● **MATERIAL PROVIDED**
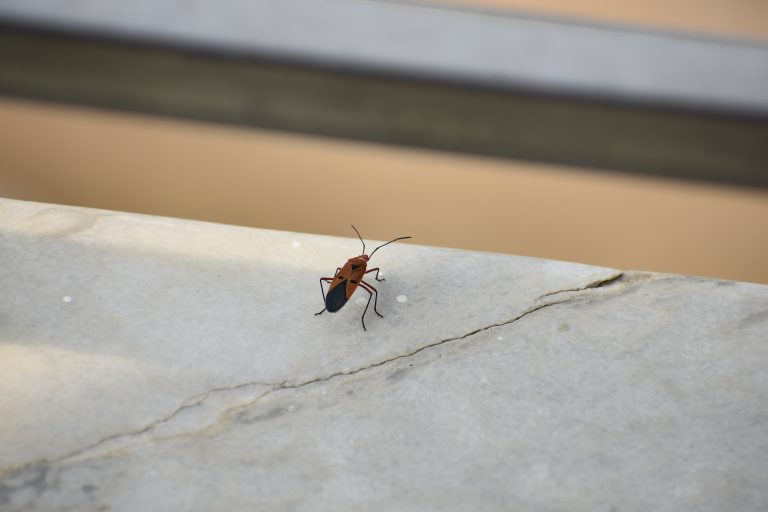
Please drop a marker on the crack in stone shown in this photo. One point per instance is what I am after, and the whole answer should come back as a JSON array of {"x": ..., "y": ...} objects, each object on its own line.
[
  {"x": 595, "y": 284},
  {"x": 198, "y": 400}
]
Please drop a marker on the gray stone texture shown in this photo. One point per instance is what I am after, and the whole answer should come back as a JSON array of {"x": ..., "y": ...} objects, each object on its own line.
[{"x": 150, "y": 363}]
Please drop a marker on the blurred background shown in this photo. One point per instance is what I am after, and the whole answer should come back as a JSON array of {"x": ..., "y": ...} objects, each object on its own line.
[{"x": 85, "y": 156}]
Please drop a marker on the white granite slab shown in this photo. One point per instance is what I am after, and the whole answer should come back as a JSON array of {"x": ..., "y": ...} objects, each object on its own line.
[{"x": 160, "y": 364}]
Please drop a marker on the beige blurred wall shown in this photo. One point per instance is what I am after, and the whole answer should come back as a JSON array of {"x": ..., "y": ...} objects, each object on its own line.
[
  {"x": 137, "y": 163},
  {"x": 728, "y": 18}
]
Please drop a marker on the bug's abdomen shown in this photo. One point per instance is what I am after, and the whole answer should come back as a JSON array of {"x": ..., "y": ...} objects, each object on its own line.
[{"x": 336, "y": 297}]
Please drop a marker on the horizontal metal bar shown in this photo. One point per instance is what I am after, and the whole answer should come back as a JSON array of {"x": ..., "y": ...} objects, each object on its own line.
[{"x": 421, "y": 76}]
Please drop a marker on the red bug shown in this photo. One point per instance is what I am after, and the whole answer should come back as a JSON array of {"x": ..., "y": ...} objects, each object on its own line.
[{"x": 347, "y": 278}]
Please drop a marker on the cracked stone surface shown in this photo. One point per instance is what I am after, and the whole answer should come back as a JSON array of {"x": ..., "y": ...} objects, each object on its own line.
[{"x": 149, "y": 363}]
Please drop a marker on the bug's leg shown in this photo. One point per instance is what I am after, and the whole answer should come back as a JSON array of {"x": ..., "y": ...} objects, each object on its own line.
[
  {"x": 327, "y": 279},
  {"x": 366, "y": 305},
  {"x": 377, "y": 274},
  {"x": 370, "y": 288}
]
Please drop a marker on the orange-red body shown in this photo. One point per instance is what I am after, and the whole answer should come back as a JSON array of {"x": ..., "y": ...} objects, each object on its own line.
[
  {"x": 351, "y": 275},
  {"x": 347, "y": 279}
]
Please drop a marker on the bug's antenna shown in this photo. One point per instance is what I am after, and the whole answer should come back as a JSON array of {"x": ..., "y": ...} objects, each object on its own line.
[
  {"x": 382, "y": 245},
  {"x": 358, "y": 236}
]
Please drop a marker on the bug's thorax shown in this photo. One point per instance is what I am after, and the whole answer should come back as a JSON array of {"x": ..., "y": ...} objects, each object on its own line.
[{"x": 356, "y": 266}]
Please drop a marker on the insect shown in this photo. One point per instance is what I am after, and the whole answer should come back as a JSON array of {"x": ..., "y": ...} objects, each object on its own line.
[{"x": 347, "y": 278}]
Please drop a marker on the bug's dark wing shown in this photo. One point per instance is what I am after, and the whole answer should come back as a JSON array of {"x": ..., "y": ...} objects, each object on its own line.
[{"x": 336, "y": 297}]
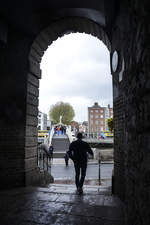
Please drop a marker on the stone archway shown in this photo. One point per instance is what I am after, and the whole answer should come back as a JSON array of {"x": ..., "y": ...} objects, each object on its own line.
[{"x": 38, "y": 47}]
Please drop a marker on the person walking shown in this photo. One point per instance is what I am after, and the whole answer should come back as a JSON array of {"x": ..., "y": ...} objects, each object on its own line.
[
  {"x": 78, "y": 153},
  {"x": 66, "y": 156},
  {"x": 51, "y": 149}
]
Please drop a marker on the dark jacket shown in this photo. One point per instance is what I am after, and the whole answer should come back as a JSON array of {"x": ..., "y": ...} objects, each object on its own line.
[{"x": 78, "y": 151}]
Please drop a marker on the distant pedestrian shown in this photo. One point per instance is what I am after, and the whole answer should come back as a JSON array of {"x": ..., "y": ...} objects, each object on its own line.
[
  {"x": 58, "y": 130},
  {"x": 78, "y": 153},
  {"x": 66, "y": 156},
  {"x": 51, "y": 149}
]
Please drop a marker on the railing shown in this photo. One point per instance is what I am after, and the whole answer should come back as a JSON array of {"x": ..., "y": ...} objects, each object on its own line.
[
  {"x": 99, "y": 135},
  {"x": 43, "y": 157}
]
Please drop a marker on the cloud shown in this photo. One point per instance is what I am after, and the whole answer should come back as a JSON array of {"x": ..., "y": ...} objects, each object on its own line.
[{"x": 76, "y": 69}]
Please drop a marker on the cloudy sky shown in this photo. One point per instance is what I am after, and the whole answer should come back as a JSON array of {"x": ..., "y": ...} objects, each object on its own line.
[{"x": 75, "y": 69}]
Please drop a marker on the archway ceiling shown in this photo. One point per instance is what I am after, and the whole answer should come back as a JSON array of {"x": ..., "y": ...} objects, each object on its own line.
[{"x": 30, "y": 16}]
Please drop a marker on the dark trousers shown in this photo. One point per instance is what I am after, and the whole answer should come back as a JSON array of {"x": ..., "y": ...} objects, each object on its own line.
[{"x": 80, "y": 169}]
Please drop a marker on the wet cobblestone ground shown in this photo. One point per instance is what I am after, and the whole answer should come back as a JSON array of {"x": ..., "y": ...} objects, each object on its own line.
[{"x": 60, "y": 205}]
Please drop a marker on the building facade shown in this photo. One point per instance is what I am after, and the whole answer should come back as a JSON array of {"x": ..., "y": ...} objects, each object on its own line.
[{"x": 97, "y": 118}]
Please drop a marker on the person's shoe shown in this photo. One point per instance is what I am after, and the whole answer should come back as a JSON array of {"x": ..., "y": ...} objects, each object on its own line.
[{"x": 80, "y": 190}]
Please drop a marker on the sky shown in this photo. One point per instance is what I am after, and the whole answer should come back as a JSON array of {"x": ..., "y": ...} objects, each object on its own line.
[{"x": 76, "y": 70}]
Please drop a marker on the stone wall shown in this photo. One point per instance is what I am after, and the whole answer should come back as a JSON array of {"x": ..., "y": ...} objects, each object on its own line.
[{"x": 131, "y": 35}]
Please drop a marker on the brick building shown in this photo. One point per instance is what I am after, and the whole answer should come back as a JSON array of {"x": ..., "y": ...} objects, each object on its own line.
[{"x": 97, "y": 117}]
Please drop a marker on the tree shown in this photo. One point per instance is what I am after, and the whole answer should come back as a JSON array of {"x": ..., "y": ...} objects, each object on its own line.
[
  {"x": 62, "y": 109},
  {"x": 110, "y": 123}
]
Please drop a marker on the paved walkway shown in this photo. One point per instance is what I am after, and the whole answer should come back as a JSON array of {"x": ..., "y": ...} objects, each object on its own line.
[{"x": 60, "y": 205}]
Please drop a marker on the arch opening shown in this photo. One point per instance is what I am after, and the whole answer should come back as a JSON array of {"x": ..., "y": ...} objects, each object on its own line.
[{"x": 50, "y": 34}]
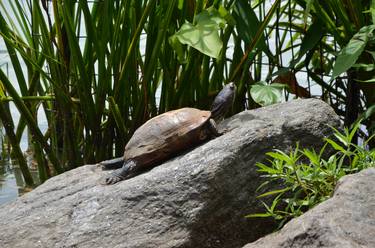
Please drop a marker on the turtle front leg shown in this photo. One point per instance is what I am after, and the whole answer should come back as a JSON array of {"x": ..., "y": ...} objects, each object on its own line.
[
  {"x": 124, "y": 172},
  {"x": 112, "y": 163},
  {"x": 212, "y": 127}
]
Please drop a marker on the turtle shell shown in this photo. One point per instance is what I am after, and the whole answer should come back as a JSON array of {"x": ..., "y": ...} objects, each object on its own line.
[{"x": 167, "y": 134}]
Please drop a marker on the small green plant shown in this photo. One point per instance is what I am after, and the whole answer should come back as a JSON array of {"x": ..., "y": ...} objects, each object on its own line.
[{"x": 306, "y": 178}]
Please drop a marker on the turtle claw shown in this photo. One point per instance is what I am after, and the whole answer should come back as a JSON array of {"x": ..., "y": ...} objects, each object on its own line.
[{"x": 112, "y": 179}]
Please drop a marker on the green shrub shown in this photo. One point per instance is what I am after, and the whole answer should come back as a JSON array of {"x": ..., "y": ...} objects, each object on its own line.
[{"x": 307, "y": 178}]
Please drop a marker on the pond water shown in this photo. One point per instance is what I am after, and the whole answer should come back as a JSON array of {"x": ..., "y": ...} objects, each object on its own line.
[{"x": 11, "y": 181}]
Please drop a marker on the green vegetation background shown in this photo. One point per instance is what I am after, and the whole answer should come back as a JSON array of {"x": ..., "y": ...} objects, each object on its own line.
[{"x": 138, "y": 59}]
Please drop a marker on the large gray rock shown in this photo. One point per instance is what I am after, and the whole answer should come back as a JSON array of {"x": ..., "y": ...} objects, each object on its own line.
[
  {"x": 347, "y": 220},
  {"x": 198, "y": 199}
]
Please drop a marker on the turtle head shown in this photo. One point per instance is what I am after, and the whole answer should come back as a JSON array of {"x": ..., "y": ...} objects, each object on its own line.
[{"x": 223, "y": 102}]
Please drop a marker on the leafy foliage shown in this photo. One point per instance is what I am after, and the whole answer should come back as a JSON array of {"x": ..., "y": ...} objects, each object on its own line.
[
  {"x": 266, "y": 94},
  {"x": 307, "y": 178}
]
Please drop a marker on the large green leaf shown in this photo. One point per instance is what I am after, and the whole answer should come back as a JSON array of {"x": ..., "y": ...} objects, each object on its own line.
[
  {"x": 265, "y": 94},
  {"x": 350, "y": 53},
  {"x": 204, "y": 34}
]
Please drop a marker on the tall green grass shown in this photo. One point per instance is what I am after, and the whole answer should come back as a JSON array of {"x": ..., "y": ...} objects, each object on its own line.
[{"x": 99, "y": 69}]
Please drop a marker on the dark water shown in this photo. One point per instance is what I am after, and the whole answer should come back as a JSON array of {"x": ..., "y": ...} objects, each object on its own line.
[{"x": 11, "y": 181}]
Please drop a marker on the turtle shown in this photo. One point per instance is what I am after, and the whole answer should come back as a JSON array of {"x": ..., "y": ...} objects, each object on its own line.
[{"x": 166, "y": 135}]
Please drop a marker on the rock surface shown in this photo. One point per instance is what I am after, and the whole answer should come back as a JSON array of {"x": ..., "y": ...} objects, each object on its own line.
[
  {"x": 347, "y": 220},
  {"x": 198, "y": 199}
]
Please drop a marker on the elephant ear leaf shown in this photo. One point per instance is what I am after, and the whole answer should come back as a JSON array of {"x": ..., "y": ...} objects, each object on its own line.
[
  {"x": 266, "y": 94},
  {"x": 204, "y": 34},
  {"x": 350, "y": 53}
]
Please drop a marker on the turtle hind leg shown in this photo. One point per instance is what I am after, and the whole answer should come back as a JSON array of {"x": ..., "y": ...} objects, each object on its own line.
[
  {"x": 112, "y": 163},
  {"x": 121, "y": 174}
]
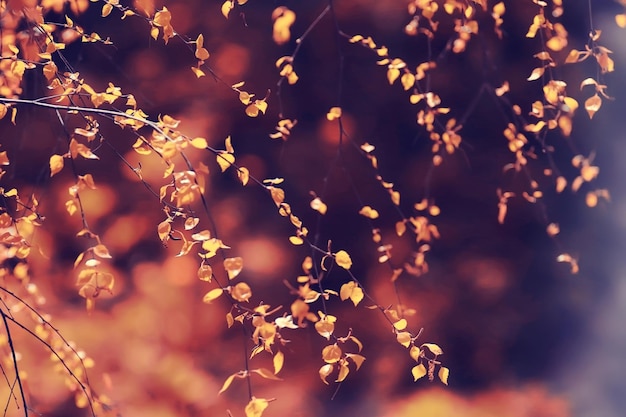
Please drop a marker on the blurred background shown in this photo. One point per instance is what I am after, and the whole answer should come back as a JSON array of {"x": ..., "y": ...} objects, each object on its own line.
[{"x": 521, "y": 335}]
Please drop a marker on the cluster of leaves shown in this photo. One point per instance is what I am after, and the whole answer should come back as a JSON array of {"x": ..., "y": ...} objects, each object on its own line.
[{"x": 188, "y": 222}]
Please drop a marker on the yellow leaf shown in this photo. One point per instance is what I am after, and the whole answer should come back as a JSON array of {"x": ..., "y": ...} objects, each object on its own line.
[
  {"x": 343, "y": 372},
  {"x": 433, "y": 348},
  {"x": 233, "y": 266},
  {"x": 106, "y": 9},
  {"x": 333, "y": 113},
  {"x": 201, "y": 53},
  {"x": 71, "y": 207},
  {"x": 198, "y": 72},
  {"x": 552, "y": 229},
  {"x": 343, "y": 259},
  {"x": 352, "y": 291},
  {"x": 56, "y": 164},
  {"x": 212, "y": 295},
  {"x": 278, "y": 195},
  {"x": 318, "y": 205},
  {"x": 255, "y": 407},
  {"x": 392, "y": 75},
  {"x": 283, "y": 19},
  {"x": 592, "y": 105},
  {"x": 418, "y": 371},
  {"x": 325, "y": 371},
  {"x": 400, "y": 324},
  {"x": 404, "y": 338},
  {"x": 244, "y": 175},
  {"x": 573, "y": 56},
  {"x": 205, "y": 272},
  {"x": 224, "y": 160},
  {"x": 241, "y": 292},
  {"x": 536, "y": 74},
  {"x": 325, "y": 327},
  {"x": 369, "y": 212},
  {"x": 407, "y": 80},
  {"x": 162, "y": 17},
  {"x": 278, "y": 361},
  {"x": 443, "y": 374},
  {"x": 227, "y": 6},
  {"x": 101, "y": 251},
  {"x": 357, "y": 359},
  {"x": 331, "y": 353}
]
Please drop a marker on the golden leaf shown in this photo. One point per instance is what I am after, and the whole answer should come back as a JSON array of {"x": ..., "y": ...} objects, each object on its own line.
[
  {"x": 368, "y": 212},
  {"x": 331, "y": 353},
  {"x": 225, "y": 160},
  {"x": 198, "y": 72},
  {"x": 325, "y": 327},
  {"x": 407, "y": 80},
  {"x": 244, "y": 175},
  {"x": 255, "y": 407},
  {"x": 101, "y": 251},
  {"x": 592, "y": 105},
  {"x": 333, "y": 113},
  {"x": 71, "y": 207},
  {"x": 201, "y": 53},
  {"x": 342, "y": 258},
  {"x": 343, "y": 372},
  {"x": 241, "y": 292},
  {"x": 278, "y": 195},
  {"x": 400, "y": 324},
  {"x": 352, "y": 291},
  {"x": 56, "y": 164},
  {"x": 278, "y": 360},
  {"x": 318, "y": 205},
  {"x": 418, "y": 371},
  {"x": 443, "y": 374},
  {"x": 536, "y": 74},
  {"x": 404, "y": 338},
  {"x": 283, "y": 19},
  {"x": 227, "y": 6},
  {"x": 233, "y": 266},
  {"x": 325, "y": 371},
  {"x": 552, "y": 229},
  {"x": 433, "y": 348},
  {"x": 205, "y": 272}
]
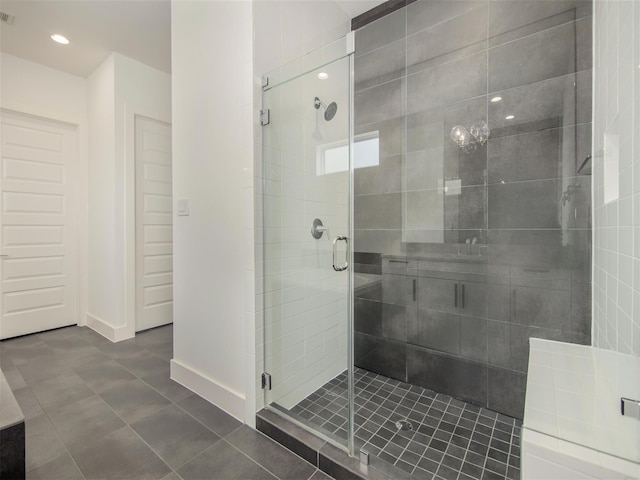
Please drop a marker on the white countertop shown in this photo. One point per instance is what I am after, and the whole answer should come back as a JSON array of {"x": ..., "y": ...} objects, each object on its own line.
[{"x": 573, "y": 395}]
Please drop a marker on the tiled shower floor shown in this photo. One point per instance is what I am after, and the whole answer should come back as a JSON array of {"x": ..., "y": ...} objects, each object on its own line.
[{"x": 450, "y": 439}]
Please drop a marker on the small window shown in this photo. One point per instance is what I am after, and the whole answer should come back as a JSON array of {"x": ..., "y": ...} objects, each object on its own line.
[{"x": 334, "y": 157}]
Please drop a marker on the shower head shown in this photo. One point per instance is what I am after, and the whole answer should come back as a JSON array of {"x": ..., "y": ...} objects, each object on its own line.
[{"x": 329, "y": 110}]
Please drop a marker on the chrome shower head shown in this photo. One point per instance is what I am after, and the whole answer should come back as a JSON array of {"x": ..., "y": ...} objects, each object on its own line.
[{"x": 329, "y": 110}]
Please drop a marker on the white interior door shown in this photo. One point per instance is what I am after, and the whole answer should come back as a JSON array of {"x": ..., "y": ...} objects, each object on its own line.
[
  {"x": 38, "y": 225},
  {"x": 154, "y": 225}
]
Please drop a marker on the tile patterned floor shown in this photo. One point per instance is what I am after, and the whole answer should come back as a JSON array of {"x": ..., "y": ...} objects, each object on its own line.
[
  {"x": 98, "y": 410},
  {"x": 450, "y": 439}
]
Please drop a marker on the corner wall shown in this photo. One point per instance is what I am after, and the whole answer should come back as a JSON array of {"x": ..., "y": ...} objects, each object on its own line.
[
  {"x": 211, "y": 51},
  {"x": 616, "y": 271},
  {"x": 118, "y": 90}
]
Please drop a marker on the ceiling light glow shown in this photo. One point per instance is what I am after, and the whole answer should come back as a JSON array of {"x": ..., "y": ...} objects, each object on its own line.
[{"x": 60, "y": 39}]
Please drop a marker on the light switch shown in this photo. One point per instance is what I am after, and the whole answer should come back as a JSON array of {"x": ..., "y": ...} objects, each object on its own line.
[{"x": 183, "y": 207}]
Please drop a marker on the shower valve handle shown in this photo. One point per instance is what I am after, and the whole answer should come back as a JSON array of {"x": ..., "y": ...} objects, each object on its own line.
[{"x": 340, "y": 268}]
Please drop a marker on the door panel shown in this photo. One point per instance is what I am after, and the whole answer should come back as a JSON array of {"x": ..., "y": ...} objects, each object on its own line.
[
  {"x": 154, "y": 225},
  {"x": 38, "y": 225}
]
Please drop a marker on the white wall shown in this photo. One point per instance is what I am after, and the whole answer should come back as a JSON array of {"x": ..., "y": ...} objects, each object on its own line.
[
  {"x": 34, "y": 89},
  {"x": 213, "y": 246},
  {"x": 216, "y": 97},
  {"x": 616, "y": 270},
  {"x": 119, "y": 89}
]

● **AIM**
Can you write out, word for word, the lines of the items above, from the line containing "Please drop a marker on the door" through the end of the items, with both ends included?

● **WRITTEN ANSWER**
Please drop a marker on the door panel shown in this photo. One point per instance is what I am after, and the whole answer should come back as a JSON array of {"x": ..., "y": ...} objects, each object on its own line.
[
  {"x": 154, "y": 225},
  {"x": 38, "y": 225}
]
Please drop a marker on the white wall shown in this photo. One point per instance is what I am after, and the whole answer should come back as a JSON array of {"x": ..., "y": ...} objects, each object on its own line.
[
  {"x": 34, "y": 89},
  {"x": 213, "y": 246},
  {"x": 216, "y": 97},
  {"x": 616, "y": 270},
  {"x": 119, "y": 89}
]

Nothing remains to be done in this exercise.